To be done
Tally the lines below that hold the word "green", counting only matches in the same case, and give the number alone.
-- START Provided records --
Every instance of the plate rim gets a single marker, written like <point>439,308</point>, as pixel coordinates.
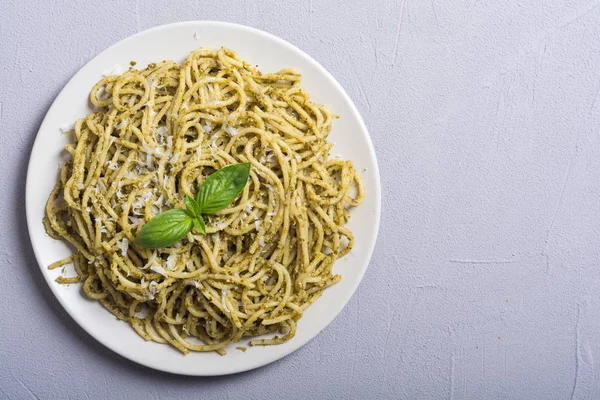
<point>77,317</point>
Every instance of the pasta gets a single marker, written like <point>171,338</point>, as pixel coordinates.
<point>155,136</point>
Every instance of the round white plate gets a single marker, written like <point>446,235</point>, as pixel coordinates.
<point>175,42</point>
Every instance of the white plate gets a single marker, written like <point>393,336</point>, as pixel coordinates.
<point>174,42</point>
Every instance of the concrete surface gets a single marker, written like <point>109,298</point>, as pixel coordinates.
<point>486,277</point>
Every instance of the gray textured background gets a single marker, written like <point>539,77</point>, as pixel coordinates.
<point>485,280</point>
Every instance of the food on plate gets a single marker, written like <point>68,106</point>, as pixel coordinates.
<point>219,268</point>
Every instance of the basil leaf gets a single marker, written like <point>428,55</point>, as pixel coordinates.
<point>164,229</point>
<point>222,187</point>
<point>199,224</point>
<point>192,207</point>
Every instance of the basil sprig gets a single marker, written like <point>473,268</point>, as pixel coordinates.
<point>215,194</point>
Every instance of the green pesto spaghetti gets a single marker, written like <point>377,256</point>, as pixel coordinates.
<point>155,137</point>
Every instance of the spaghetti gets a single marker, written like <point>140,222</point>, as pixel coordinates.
<point>155,136</point>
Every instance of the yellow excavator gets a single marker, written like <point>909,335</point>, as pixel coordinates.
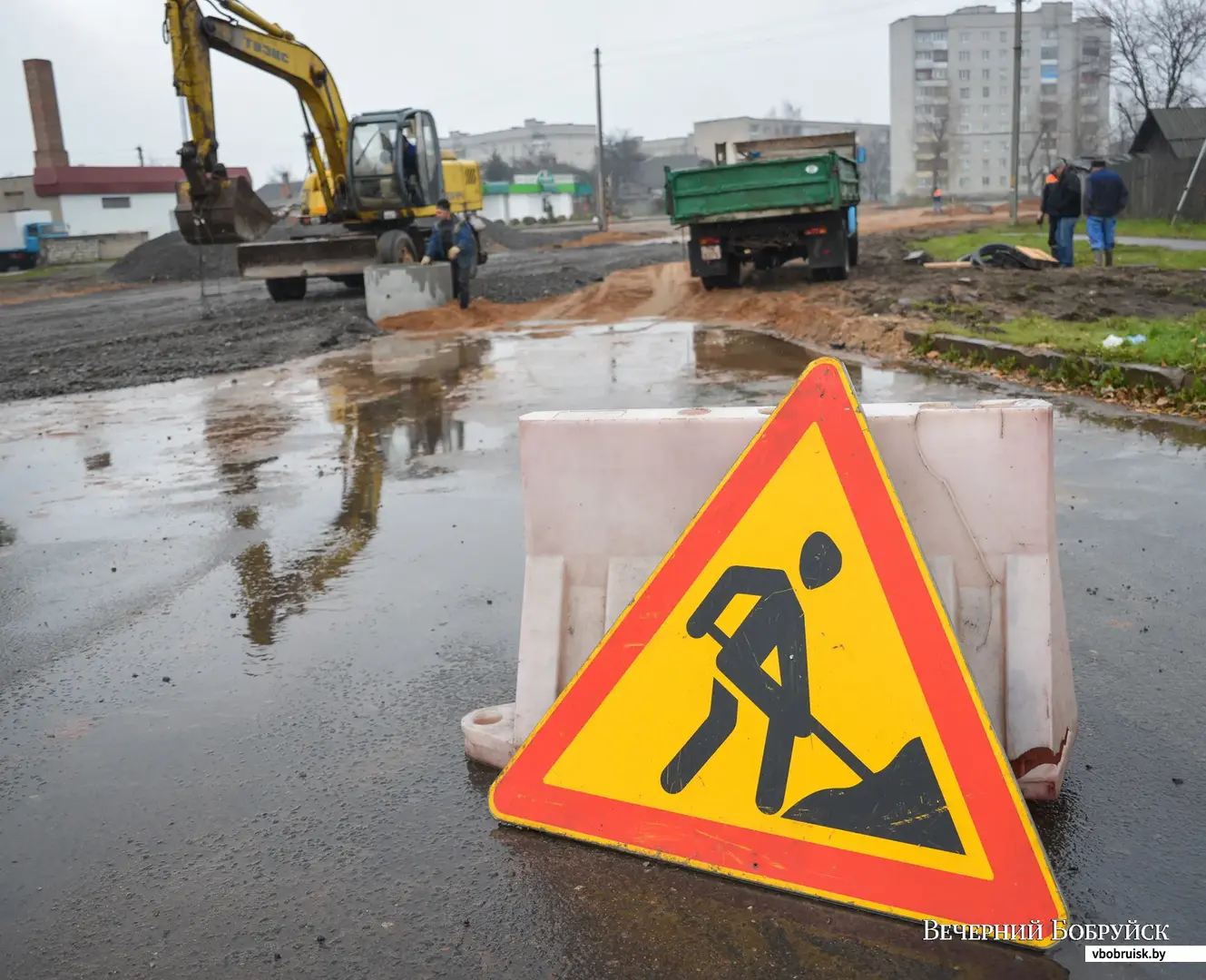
<point>375,179</point>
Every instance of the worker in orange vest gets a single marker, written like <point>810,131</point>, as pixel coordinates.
<point>1048,187</point>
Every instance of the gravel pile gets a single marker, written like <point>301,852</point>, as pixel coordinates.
<point>514,238</point>
<point>169,258</point>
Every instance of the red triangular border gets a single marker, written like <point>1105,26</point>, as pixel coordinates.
<point>1022,887</point>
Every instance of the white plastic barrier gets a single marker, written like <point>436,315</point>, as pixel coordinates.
<point>393,289</point>
<point>607,493</point>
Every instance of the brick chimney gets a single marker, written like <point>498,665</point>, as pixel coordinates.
<point>44,107</point>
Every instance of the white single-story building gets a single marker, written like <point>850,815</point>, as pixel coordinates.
<point>534,195</point>
<point>102,201</point>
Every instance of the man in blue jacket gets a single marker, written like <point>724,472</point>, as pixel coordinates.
<point>453,241</point>
<point>1105,197</point>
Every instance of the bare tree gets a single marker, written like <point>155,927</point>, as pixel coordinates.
<point>1157,54</point>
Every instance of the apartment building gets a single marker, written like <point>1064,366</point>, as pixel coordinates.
<point>952,98</point>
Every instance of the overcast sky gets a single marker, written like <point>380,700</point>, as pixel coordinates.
<point>476,64</point>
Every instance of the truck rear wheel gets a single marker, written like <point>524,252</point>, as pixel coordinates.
<point>728,279</point>
<point>282,289</point>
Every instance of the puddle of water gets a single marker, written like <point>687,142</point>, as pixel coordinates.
<point>279,476</point>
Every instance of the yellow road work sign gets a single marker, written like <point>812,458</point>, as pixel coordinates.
<point>784,701</point>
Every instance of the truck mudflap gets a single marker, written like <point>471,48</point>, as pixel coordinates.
<point>308,258</point>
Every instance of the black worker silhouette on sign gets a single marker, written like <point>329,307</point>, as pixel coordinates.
<point>901,802</point>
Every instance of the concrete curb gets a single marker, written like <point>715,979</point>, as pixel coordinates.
<point>1135,375</point>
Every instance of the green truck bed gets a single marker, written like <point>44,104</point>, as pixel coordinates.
<point>731,191</point>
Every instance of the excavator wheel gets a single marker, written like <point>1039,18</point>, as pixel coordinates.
<point>396,247</point>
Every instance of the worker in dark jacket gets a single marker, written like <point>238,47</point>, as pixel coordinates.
<point>1064,208</point>
<point>1105,197</point>
<point>1044,211</point>
<point>453,241</point>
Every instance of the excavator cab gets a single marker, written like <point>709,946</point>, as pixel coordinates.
<point>393,162</point>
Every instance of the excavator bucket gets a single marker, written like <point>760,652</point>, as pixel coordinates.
<point>234,215</point>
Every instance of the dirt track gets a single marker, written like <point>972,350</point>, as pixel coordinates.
<point>99,337</point>
<point>162,333</point>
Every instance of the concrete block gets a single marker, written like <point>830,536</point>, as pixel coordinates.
<point>603,492</point>
<point>393,289</point>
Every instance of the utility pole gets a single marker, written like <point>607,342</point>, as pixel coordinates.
<point>600,193</point>
<point>1015,134</point>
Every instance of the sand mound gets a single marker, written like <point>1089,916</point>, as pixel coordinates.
<point>819,312</point>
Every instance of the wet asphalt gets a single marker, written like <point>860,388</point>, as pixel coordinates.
<point>240,619</point>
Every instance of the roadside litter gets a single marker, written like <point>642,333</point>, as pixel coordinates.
<point>996,256</point>
<point>1113,340</point>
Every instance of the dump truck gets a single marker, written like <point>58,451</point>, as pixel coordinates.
<point>781,199</point>
<point>22,234</point>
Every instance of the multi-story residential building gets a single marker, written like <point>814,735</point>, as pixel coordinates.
<point>952,98</point>
<point>571,143</point>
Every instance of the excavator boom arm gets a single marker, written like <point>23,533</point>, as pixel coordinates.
<point>217,202</point>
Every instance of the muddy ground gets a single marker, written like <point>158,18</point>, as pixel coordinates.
<point>93,340</point>
<point>114,338</point>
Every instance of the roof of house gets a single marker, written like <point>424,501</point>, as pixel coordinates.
<point>1183,128</point>
<point>51,182</point>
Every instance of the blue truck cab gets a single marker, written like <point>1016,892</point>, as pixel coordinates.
<point>21,244</point>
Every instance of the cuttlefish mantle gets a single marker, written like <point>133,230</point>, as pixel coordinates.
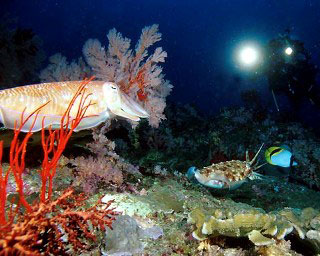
<point>106,98</point>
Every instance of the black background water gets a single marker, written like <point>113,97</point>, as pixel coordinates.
<point>199,36</point>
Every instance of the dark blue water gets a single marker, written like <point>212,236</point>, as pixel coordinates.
<point>199,36</point>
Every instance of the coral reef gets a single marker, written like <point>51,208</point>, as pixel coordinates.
<point>52,227</point>
<point>103,168</point>
<point>137,74</point>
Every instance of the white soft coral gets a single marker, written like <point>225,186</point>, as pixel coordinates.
<point>137,74</point>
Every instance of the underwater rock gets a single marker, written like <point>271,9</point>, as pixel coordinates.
<point>261,228</point>
<point>126,235</point>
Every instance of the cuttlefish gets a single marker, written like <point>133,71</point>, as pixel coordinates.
<point>106,100</point>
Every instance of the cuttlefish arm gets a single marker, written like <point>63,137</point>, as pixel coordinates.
<point>106,99</point>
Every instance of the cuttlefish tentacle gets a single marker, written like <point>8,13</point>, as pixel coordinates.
<point>106,100</point>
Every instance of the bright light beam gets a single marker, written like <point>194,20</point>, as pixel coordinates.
<point>288,50</point>
<point>248,56</point>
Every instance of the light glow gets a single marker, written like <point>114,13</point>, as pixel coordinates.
<point>288,51</point>
<point>248,56</point>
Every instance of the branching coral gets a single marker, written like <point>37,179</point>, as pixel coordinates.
<point>50,227</point>
<point>44,226</point>
<point>105,167</point>
<point>137,74</point>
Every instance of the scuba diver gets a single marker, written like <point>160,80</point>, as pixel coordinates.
<point>290,71</point>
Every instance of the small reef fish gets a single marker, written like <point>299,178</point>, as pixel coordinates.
<point>106,98</point>
<point>280,156</point>
<point>226,175</point>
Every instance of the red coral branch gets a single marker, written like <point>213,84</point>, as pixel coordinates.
<point>57,140</point>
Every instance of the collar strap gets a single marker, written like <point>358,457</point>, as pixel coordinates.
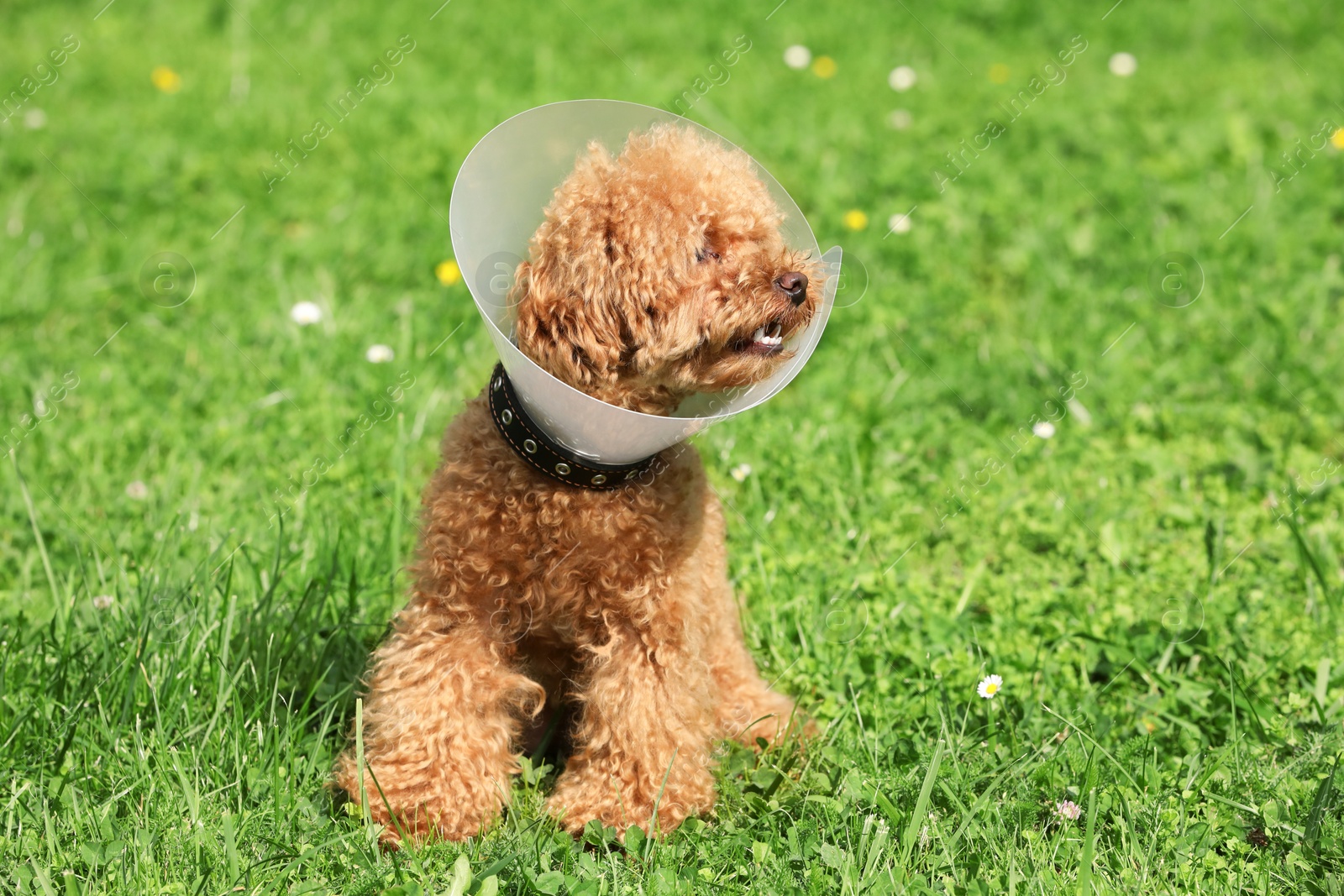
-- END Provided records --
The output
2